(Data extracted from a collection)
((

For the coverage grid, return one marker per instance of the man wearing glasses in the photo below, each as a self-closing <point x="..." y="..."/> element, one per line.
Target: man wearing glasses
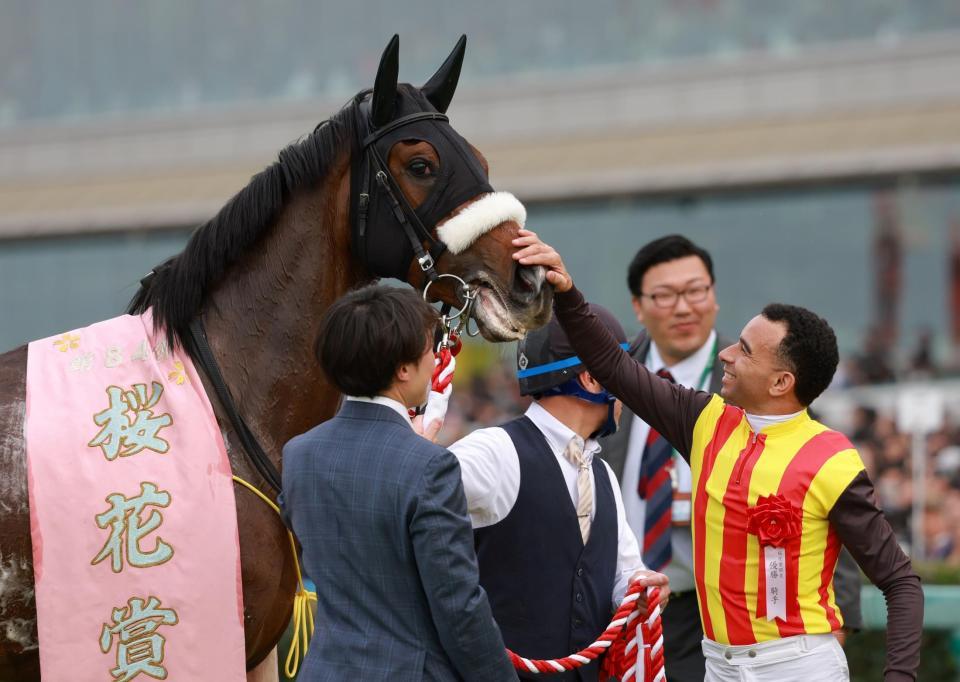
<point x="672" y="288"/>
<point x="671" y="283"/>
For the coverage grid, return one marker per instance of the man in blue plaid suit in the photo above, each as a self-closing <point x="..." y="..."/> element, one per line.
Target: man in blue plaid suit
<point x="381" y="514"/>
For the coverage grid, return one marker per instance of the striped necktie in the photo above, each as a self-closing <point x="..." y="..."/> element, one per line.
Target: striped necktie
<point x="574" y="454"/>
<point x="656" y="489"/>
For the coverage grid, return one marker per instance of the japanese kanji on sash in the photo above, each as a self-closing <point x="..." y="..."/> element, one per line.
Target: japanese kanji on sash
<point x="135" y="549"/>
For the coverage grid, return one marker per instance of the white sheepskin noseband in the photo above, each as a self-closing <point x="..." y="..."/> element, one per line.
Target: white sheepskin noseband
<point x="480" y="217"/>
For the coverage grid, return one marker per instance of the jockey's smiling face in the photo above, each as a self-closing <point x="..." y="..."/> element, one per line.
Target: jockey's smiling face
<point x="755" y="375"/>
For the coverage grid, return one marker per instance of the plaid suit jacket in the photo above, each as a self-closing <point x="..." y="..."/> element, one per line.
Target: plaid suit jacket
<point x="382" y="518"/>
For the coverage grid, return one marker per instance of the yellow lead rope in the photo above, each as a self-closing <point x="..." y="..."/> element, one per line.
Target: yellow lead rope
<point x="302" y="615"/>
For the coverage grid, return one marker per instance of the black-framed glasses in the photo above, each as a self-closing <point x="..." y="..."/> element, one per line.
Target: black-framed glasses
<point x="668" y="298"/>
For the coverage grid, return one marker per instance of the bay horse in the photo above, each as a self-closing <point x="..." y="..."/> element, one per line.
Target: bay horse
<point x="366" y="195"/>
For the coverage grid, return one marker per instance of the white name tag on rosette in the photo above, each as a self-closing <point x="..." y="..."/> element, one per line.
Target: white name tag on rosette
<point x="776" y="522"/>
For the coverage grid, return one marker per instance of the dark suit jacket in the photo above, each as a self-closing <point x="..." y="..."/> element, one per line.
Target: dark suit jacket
<point x="846" y="579"/>
<point x="615" y="446"/>
<point x="382" y="518"/>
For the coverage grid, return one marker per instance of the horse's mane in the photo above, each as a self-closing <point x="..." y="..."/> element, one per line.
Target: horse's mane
<point x="177" y="288"/>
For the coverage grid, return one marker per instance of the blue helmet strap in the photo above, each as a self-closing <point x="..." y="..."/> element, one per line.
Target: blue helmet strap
<point x="573" y="388"/>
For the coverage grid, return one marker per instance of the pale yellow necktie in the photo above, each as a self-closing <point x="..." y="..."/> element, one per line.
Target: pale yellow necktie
<point x="574" y="454"/>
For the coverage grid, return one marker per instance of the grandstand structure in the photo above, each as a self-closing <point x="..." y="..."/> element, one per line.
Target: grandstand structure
<point x="744" y="127"/>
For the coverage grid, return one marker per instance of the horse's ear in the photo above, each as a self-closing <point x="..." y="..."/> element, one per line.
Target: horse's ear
<point x="385" y="87"/>
<point x="441" y="86"/>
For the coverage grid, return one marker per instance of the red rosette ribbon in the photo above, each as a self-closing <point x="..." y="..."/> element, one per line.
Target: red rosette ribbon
<point x="777" y="523"/>
<point x="774" y="520"/>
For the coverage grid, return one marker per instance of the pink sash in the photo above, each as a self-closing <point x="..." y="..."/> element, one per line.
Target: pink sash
<point x="135" y="548"/>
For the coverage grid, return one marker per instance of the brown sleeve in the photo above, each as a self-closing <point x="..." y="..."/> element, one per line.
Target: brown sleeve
<point x="864" y="531"/>
<point x="670" y="409"/>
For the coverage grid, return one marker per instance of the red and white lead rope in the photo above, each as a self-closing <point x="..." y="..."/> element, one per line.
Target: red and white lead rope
<point x="621" y="641"/>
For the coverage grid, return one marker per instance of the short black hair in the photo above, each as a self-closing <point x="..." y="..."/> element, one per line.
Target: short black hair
<point x="809" y="348"/>
<point x="663" y="250"/>
<point x="367" y="334"/>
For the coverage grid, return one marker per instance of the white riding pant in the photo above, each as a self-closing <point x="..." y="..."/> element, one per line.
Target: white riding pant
<point x="801" y="658"/>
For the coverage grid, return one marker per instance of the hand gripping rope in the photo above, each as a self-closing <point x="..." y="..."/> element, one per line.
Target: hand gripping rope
<point x="621" y="641"/>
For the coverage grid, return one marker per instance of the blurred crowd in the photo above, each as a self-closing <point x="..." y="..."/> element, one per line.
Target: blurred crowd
<point x="490" y="397"/>
<point x="887" y="455"/>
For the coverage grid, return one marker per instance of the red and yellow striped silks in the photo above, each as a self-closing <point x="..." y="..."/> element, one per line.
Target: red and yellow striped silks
<point x="800" y="459"/>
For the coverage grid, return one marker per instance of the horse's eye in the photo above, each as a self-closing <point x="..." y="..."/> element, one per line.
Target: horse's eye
<point x="420" y="168"/>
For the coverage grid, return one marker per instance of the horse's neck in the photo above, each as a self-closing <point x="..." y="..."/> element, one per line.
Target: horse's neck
<point x="262" y="320"/>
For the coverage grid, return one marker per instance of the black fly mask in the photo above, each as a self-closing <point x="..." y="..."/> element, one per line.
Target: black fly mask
<point x="387" y="232"/>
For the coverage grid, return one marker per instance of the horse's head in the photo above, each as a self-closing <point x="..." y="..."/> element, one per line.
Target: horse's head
<point x="422" y="204"/>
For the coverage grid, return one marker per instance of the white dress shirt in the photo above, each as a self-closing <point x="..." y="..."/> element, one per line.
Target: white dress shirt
<point x="394" y="405"/>
<point x="688" y="372"/>
<point x="490" y="468"/>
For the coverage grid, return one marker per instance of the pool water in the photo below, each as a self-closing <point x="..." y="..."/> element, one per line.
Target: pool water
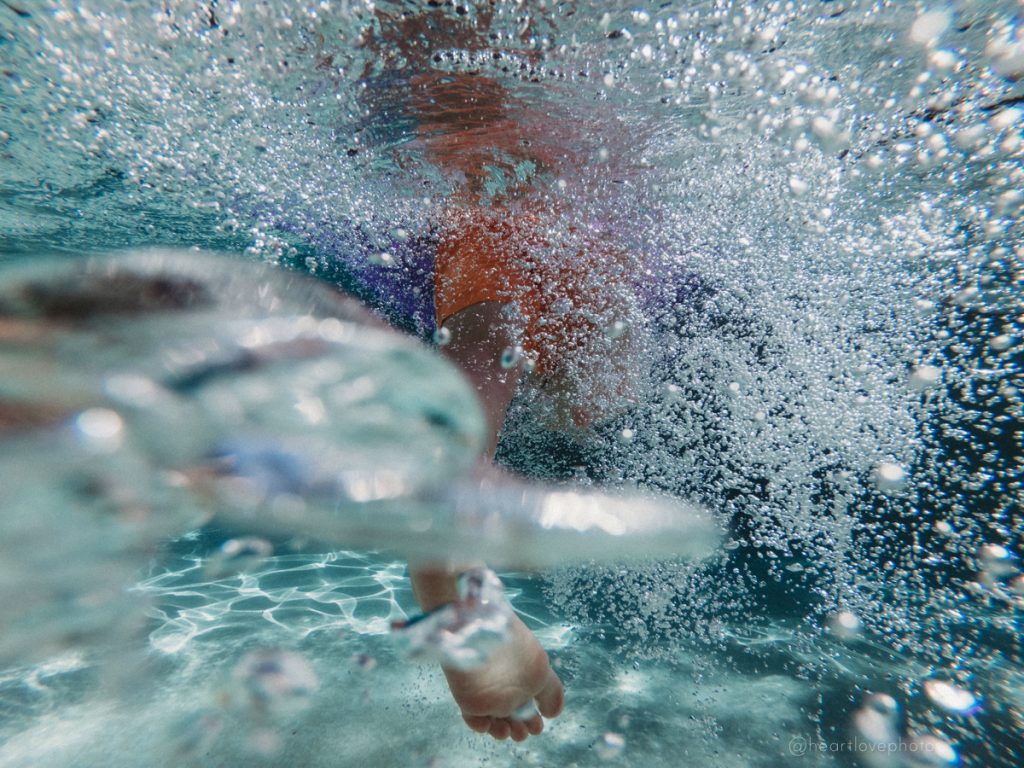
<point x="821" y="206"/>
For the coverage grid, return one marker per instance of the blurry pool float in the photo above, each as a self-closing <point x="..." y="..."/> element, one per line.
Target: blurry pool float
<point x="155" y="390"/>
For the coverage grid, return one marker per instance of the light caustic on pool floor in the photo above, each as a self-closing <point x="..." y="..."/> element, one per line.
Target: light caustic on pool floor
<point x="826" y="353"/>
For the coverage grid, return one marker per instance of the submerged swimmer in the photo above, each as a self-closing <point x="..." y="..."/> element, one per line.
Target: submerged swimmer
<point x="516" y="291"/>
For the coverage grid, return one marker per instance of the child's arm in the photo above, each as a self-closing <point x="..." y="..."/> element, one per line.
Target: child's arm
<point x="497" y="697"/>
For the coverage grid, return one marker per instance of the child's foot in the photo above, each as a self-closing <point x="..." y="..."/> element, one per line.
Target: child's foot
<point x="495" y="698"/>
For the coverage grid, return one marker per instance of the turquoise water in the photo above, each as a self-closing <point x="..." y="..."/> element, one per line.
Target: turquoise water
<point x="822" y="204"/>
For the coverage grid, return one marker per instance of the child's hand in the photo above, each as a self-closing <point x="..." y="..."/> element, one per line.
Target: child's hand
<point x="517" y="677"/>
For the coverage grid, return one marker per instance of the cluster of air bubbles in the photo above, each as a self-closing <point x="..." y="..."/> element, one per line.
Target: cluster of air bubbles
<point x="238" y="556"/>
<point x="269" y="688"/>
<point x="878" y="739"/>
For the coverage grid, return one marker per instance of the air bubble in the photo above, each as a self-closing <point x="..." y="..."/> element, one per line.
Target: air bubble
<point x="950" y="697"/>
<point x="238" y="556"/>
<point x="100" y="427"/>
<point x="510" y="356"/>
<point x="929" y="27"/>
<point x="845" y="625"/>
<point x="442" y="336"/>
<point x="890" y="476"/>
<point x="275" y="682"/>
<point x="798" y="186"/>
<point x="924" y="377"/>
<point x="616" y="330"/>
<point x="1000" y="343"/>
<point x="610" y="745"/>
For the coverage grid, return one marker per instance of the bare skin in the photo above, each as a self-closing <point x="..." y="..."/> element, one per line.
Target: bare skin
<point x="519" y="673"/>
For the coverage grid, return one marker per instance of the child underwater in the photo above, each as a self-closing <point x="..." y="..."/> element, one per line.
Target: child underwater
<point x="520" y="289"/>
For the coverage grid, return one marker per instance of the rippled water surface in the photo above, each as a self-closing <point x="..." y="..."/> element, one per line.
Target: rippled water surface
<point x="807" y="218"/>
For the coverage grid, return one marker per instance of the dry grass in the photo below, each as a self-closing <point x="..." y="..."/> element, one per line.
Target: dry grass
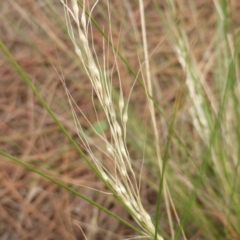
<point x="33" y="208"/>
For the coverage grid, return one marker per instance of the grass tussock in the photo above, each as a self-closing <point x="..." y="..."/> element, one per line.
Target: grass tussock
<point x="129" y="114"/>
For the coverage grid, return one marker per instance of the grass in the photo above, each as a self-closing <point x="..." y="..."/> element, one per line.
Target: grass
<point x="130" y="107"/>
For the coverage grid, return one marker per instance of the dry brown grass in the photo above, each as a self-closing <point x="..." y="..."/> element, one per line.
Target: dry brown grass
<point x="31" y="207"/>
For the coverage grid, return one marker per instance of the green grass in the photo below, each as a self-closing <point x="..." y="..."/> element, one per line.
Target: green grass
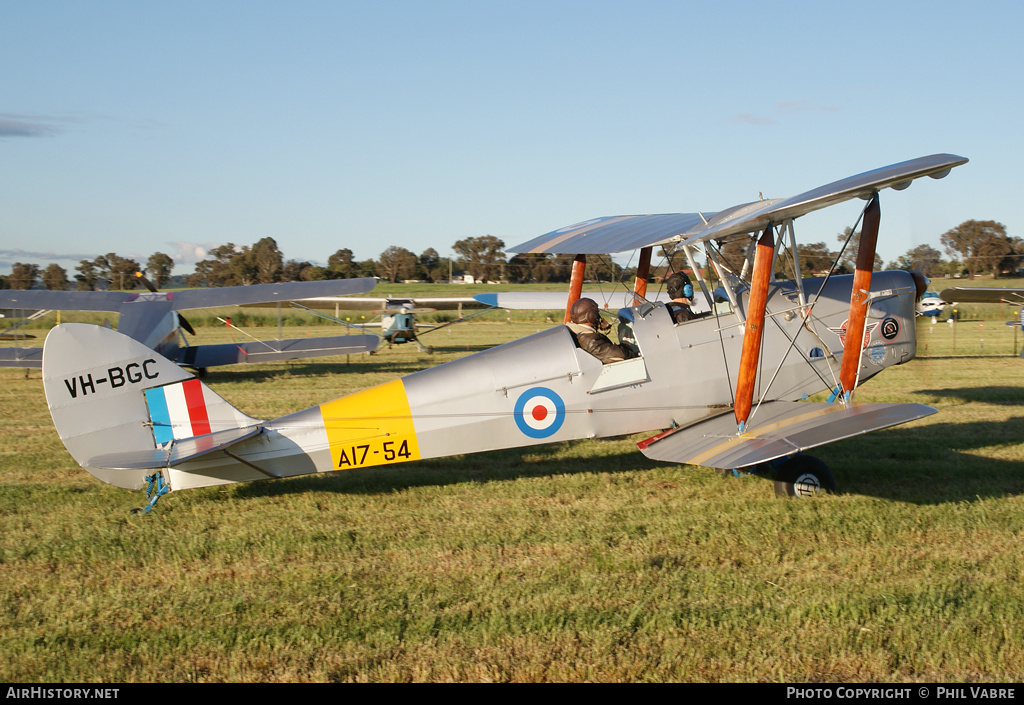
<point x="567" y="563"/>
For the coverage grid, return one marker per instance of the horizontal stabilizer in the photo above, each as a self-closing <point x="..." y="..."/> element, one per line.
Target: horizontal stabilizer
<point x="778" y="429"/>
<point x="175" y="453"/>
<point x="200" y="357"/>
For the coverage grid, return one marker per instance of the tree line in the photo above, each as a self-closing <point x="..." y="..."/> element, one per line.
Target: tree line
<point x="974" y="247"/>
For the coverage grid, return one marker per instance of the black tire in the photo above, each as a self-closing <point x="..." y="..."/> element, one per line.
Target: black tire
<point x="802" y="477"/>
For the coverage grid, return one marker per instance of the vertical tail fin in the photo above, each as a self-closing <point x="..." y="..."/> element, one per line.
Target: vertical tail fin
<point x="118" y="406"/>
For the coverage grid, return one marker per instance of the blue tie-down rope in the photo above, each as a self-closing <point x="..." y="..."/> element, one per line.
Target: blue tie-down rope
<point x="155" y="489"/>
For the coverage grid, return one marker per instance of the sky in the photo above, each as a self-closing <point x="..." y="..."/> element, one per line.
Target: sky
<point x="139" y="127"/>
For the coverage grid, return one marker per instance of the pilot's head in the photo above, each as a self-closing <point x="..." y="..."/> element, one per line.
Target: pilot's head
<point x="678" y="286"/>
<point x="585" y="312"/>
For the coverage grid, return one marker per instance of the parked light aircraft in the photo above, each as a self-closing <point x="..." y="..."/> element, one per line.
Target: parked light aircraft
<point x="397" y="315"/>
<point x="154" y="319"/>
<point x="133" y="419"/>
<point x="932" y="304"/>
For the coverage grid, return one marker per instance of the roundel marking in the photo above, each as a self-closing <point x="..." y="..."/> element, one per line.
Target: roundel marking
<point x="540" y="412"/>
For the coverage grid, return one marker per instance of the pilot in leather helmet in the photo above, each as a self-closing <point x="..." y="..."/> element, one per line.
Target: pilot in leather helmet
<point x="586" y="324"/>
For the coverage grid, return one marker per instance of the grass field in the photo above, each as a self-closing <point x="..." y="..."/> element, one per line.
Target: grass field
<point x="565" y="563"/>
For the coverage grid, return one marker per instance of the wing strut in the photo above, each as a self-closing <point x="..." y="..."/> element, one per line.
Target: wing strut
<point x="576" y="282"/>
<point x="643" y="271"/>
<point x="859" y="297"/>
<point x="754" y="328"/>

))

• **What you need to do**
Please count how many lines in the preceding records hold the word "below", then give only that number.

• **Answer to the problem**
4